• **Written problem**
Transcribe the records below verbatim, line by line. Omit the pictures from your transcription.
***** Input rows *****
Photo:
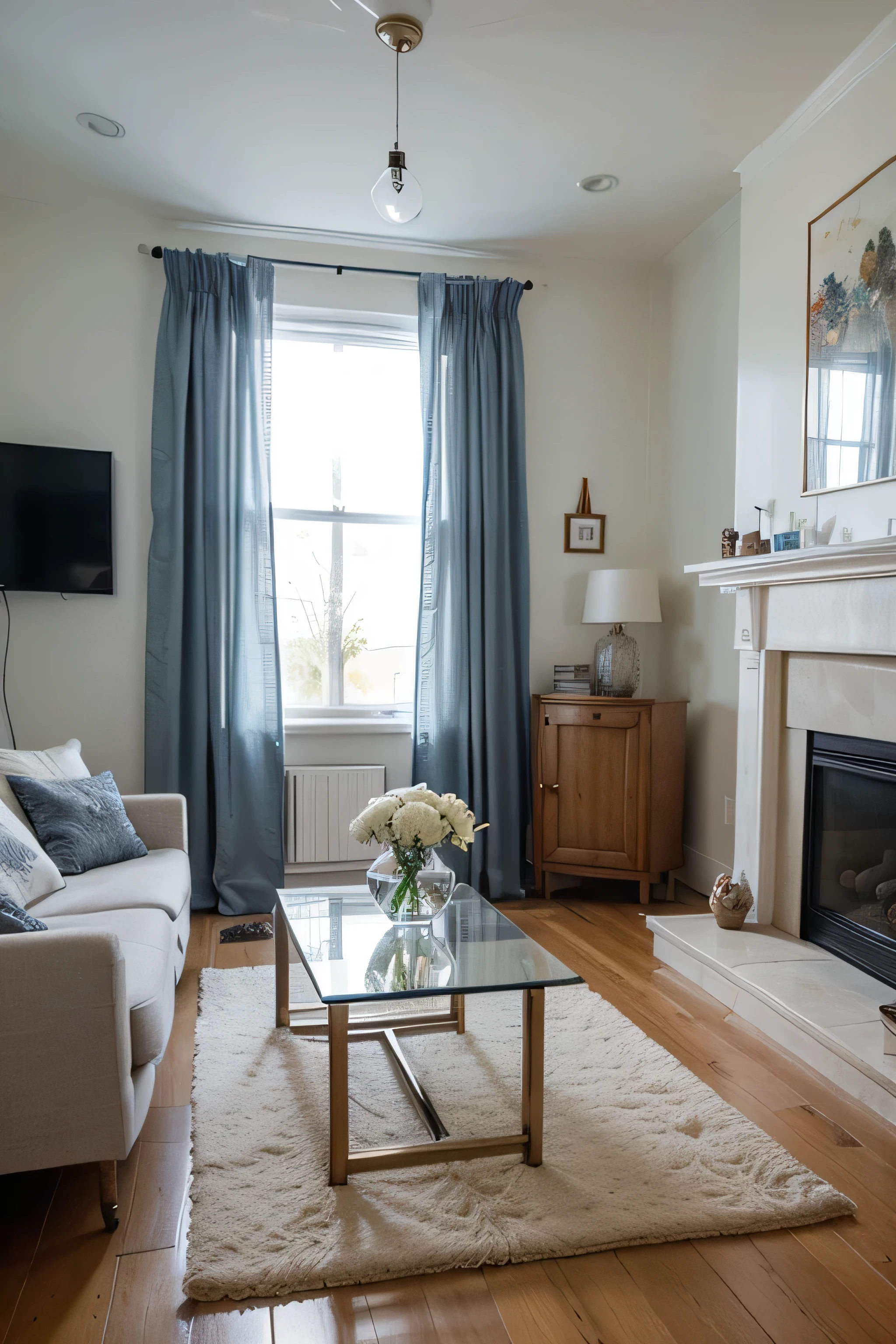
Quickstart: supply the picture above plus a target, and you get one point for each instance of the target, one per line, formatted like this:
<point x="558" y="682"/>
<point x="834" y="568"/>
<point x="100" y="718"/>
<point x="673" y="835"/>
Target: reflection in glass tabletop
<point x="354" y="952"/>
*****
• **Reply**
Photo:
Quickstart: supply the picture above plus a target, and you get one point for each instance of the target, one per line, formatted like this:
<point x="558" y="682"/>
<point x="834" y="568"/>
<point x="100" y="718"/>
<point x="673" y="835"/>
Target: reflection in glass tabletop
<point x="354" y="952"/>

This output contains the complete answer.